[Records from a dataset]

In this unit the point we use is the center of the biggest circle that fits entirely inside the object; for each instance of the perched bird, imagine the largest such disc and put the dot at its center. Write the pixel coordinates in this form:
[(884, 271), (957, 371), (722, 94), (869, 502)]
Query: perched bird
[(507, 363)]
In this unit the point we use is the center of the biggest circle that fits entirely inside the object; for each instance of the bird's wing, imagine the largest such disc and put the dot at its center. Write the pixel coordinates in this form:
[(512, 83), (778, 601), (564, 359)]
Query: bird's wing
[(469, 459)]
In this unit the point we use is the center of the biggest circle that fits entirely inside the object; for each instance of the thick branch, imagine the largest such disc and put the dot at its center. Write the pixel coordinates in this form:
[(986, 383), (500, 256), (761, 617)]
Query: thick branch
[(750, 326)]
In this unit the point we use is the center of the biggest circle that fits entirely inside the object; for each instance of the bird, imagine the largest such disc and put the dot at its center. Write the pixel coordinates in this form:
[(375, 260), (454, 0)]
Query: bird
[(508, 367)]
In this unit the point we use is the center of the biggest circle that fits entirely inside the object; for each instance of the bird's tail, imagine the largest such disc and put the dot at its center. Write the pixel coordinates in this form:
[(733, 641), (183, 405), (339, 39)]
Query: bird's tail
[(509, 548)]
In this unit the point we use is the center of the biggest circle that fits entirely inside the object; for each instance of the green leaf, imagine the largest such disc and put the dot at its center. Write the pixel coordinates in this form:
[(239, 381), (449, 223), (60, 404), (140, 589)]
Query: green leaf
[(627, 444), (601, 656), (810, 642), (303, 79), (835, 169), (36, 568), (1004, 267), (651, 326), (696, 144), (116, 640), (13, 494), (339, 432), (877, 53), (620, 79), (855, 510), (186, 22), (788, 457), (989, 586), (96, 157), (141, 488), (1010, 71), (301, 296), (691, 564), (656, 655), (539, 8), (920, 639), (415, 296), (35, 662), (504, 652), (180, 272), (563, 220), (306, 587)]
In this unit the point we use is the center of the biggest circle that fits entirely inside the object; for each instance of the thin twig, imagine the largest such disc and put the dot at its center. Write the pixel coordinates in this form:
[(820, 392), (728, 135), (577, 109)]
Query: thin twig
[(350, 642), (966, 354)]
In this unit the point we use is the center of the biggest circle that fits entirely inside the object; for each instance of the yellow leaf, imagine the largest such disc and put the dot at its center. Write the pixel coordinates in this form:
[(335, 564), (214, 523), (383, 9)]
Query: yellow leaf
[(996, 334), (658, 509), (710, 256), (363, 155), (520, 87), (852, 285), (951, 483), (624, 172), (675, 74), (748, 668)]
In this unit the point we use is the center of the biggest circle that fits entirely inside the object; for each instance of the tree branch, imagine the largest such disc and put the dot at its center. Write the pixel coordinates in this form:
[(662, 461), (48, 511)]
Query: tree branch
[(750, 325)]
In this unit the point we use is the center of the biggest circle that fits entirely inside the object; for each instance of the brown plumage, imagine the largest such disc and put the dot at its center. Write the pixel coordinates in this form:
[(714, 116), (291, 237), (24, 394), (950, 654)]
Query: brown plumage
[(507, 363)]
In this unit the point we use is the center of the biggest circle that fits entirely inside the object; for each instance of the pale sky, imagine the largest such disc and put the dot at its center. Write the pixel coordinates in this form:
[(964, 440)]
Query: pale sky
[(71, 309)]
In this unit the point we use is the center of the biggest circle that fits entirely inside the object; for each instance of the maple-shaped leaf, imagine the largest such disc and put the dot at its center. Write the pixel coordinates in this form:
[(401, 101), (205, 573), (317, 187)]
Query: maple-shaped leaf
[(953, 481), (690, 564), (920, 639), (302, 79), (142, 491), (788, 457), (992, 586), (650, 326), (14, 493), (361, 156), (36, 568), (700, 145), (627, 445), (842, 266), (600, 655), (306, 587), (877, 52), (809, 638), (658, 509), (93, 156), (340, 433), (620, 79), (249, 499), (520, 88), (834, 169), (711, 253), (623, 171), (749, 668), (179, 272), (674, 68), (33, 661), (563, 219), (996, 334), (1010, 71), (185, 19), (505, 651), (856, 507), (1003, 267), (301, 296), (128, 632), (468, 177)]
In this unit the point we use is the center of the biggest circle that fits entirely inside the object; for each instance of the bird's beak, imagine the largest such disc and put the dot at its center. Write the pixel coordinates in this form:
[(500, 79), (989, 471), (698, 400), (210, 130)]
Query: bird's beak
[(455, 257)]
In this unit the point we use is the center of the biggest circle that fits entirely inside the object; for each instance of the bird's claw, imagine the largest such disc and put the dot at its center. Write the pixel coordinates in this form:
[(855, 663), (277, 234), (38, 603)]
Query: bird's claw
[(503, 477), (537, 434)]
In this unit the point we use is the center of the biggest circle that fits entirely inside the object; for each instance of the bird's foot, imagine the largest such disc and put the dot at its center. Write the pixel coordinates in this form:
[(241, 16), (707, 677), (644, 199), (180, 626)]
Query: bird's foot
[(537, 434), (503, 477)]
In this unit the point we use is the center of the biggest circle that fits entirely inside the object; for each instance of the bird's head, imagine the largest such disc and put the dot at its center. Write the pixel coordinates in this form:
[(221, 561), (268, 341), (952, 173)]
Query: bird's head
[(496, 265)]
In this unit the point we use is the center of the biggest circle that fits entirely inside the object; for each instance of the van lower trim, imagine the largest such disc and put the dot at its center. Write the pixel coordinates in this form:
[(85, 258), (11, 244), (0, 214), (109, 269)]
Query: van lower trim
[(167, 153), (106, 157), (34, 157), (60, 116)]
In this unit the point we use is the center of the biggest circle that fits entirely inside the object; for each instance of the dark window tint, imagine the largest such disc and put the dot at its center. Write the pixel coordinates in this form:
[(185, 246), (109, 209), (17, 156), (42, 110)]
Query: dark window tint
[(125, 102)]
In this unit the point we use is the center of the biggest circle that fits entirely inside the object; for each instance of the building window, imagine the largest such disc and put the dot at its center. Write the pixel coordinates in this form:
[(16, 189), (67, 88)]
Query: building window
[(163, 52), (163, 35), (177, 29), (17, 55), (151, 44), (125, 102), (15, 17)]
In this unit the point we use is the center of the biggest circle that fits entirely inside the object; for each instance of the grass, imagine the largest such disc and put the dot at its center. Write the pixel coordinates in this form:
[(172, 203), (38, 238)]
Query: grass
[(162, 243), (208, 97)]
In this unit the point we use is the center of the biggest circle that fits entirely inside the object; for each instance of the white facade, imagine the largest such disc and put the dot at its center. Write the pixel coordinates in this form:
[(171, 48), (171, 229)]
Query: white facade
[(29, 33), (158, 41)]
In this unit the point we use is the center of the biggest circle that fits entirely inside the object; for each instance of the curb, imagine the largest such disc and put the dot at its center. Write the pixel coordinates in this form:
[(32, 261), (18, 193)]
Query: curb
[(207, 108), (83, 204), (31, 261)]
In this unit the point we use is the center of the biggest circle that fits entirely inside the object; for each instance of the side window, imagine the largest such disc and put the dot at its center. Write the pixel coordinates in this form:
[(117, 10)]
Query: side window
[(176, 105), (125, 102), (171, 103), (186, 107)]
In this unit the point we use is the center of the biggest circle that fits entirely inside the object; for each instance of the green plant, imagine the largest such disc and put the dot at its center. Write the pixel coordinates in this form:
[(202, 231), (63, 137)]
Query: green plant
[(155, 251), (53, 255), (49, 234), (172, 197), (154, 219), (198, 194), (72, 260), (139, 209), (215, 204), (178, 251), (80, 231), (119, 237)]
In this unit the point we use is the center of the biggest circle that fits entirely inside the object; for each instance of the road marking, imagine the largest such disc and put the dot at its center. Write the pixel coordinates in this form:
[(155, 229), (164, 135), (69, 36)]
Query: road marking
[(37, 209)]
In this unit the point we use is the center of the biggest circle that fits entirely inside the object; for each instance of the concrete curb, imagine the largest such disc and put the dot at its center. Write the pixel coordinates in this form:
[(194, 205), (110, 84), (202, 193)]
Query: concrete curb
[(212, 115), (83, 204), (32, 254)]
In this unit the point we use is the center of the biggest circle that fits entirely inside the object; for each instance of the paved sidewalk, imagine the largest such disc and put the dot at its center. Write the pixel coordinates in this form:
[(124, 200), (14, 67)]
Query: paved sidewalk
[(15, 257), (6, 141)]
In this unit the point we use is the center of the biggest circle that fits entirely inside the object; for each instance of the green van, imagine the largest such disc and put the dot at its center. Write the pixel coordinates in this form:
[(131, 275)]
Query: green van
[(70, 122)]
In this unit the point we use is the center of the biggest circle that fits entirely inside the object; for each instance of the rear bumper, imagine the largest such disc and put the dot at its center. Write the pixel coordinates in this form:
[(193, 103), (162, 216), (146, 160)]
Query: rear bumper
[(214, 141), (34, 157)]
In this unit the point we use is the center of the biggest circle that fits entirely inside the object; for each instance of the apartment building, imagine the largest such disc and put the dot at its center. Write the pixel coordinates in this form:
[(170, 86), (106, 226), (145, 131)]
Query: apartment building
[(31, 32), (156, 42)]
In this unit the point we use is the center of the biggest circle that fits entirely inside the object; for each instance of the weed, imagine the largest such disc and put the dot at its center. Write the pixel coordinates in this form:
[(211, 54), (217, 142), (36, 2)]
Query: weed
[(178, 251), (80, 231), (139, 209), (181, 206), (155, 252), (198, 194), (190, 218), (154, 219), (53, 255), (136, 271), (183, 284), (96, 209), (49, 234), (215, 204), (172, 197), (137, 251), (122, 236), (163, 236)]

--

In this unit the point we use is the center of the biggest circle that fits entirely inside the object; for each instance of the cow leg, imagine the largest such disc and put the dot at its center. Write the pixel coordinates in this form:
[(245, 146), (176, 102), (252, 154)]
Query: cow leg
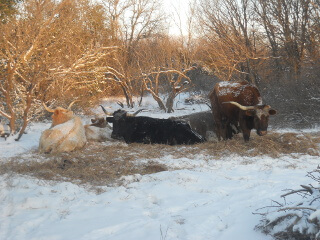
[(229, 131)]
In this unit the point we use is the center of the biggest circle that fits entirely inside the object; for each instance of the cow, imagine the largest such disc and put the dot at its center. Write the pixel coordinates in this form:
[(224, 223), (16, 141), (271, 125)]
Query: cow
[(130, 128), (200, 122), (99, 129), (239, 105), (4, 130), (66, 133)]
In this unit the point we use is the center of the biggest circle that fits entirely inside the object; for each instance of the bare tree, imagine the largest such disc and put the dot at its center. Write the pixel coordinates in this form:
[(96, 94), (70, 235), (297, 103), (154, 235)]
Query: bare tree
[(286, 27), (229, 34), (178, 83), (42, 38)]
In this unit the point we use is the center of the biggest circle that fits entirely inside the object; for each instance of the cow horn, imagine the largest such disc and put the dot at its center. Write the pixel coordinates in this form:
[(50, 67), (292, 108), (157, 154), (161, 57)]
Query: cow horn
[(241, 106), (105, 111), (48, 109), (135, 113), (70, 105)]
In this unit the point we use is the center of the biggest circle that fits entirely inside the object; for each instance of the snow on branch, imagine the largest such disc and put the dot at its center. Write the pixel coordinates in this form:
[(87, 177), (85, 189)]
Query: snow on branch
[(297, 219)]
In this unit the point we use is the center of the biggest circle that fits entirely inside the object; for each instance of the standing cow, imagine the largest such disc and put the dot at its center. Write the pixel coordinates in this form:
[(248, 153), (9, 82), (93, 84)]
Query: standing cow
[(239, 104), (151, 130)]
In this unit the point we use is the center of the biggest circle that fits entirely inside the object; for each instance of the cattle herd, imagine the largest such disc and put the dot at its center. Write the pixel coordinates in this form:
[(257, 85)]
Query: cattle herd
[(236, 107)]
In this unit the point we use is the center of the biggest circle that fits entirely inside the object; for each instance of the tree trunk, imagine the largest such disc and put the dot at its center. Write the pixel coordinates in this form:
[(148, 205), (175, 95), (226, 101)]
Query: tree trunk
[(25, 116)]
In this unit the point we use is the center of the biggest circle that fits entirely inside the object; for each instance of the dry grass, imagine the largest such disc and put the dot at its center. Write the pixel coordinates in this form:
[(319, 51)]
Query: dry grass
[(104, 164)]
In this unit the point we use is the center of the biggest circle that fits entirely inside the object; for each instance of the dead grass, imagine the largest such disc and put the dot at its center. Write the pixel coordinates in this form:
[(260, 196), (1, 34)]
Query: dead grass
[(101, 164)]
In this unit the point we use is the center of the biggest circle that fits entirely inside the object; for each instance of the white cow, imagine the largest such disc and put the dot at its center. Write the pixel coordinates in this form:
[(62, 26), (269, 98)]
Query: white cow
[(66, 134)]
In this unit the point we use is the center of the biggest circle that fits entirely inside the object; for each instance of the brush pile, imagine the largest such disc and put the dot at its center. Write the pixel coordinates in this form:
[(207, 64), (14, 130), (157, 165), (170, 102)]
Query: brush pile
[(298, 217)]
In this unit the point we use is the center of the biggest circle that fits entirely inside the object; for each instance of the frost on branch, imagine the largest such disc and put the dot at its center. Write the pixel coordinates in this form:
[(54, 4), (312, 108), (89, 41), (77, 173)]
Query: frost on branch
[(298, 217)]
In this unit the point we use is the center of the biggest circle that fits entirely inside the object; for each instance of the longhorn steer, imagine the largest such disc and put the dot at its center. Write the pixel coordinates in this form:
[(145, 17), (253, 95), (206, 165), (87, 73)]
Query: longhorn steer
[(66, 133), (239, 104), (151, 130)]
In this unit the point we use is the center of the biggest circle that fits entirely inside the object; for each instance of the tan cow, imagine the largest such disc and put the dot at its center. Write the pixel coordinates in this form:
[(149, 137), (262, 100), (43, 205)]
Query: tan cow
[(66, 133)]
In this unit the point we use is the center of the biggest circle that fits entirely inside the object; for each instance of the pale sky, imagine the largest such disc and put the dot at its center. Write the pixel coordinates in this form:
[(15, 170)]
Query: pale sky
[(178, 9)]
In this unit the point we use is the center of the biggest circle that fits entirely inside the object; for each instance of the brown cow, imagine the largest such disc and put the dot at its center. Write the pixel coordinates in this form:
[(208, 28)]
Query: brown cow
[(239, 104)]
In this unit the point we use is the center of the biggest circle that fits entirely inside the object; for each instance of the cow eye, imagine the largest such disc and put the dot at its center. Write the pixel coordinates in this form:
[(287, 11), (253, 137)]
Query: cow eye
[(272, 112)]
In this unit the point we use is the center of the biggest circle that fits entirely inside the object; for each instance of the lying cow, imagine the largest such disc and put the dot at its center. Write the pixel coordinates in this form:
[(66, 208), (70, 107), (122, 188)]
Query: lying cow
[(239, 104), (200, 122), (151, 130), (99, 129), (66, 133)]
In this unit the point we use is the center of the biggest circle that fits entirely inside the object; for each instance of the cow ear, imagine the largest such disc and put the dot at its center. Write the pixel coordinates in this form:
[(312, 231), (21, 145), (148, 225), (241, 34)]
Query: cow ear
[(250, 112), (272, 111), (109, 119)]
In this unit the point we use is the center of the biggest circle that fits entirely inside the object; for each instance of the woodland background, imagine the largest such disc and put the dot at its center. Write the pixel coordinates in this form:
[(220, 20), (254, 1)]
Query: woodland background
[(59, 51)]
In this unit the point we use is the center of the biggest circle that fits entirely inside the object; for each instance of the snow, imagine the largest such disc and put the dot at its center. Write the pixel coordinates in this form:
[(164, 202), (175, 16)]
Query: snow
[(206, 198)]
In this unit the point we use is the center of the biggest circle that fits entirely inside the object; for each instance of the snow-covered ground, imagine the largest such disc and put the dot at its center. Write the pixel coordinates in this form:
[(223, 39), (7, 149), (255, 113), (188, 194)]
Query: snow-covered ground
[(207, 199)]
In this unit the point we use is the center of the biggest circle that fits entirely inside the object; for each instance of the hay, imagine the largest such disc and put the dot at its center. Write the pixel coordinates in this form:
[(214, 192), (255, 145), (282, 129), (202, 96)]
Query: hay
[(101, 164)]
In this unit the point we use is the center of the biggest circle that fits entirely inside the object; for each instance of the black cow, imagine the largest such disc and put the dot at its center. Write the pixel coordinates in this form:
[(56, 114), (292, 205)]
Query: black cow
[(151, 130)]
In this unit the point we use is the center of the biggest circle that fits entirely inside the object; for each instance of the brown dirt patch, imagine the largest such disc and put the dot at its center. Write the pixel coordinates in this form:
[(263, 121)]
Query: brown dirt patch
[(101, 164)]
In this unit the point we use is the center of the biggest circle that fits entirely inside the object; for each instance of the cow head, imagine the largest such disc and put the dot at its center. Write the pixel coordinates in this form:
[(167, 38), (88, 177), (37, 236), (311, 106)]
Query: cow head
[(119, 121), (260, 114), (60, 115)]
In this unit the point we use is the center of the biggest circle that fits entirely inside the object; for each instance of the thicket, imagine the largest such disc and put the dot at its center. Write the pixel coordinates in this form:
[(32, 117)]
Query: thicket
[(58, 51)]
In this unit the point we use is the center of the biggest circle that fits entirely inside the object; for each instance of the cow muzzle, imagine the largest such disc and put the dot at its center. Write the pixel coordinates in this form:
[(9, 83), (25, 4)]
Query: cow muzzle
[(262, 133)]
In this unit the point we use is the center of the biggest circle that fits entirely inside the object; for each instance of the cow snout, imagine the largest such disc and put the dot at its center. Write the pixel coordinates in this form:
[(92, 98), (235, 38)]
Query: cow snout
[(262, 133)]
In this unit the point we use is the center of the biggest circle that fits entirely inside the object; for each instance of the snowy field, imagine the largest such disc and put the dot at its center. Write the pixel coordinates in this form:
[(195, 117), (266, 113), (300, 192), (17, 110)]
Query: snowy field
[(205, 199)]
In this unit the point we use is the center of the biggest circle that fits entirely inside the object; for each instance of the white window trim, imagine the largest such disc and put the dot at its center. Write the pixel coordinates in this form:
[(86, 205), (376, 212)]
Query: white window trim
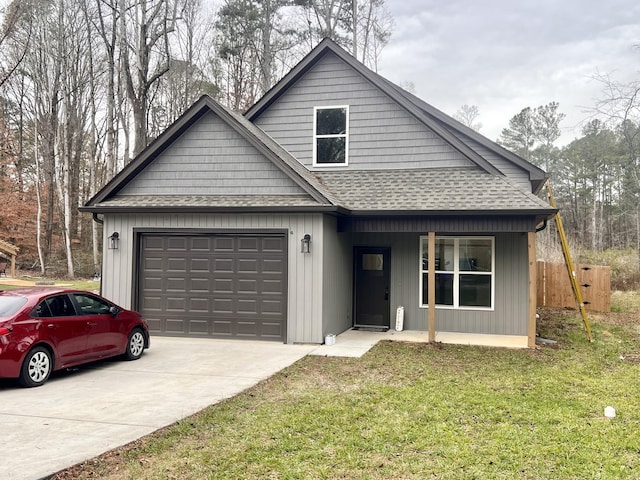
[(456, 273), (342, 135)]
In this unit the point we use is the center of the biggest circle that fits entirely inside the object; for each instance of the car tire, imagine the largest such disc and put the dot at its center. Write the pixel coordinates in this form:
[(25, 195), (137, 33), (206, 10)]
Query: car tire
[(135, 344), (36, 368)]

• WHAT IS REQUIRED: All that is wanted is an exact copy of the lines above from the one with "of the road" through the one with "[(194, 205), (110, 84), (202, 193)]", with both ends included.

• RESPONSE TO THE TASK:
In this unit the point we use is the center of the biggest circle that fits entirely inside the object; for each instance of the road marking, imagine the largest such disc and put the dot at its center. Write the pixel coordinates in this form:
[(155, 229), (164, 135), (69, 36)]
Query: road marking
[(37, 209)]
In this unit the point we use is the center of the biggest circle that fits entirely inside the object; for each instance of the concrete curb, imagine the largest such disc and put the dot at its center. Write the pixel coordinates in this form:
[(194, 205), (110, 84), (202, 193)]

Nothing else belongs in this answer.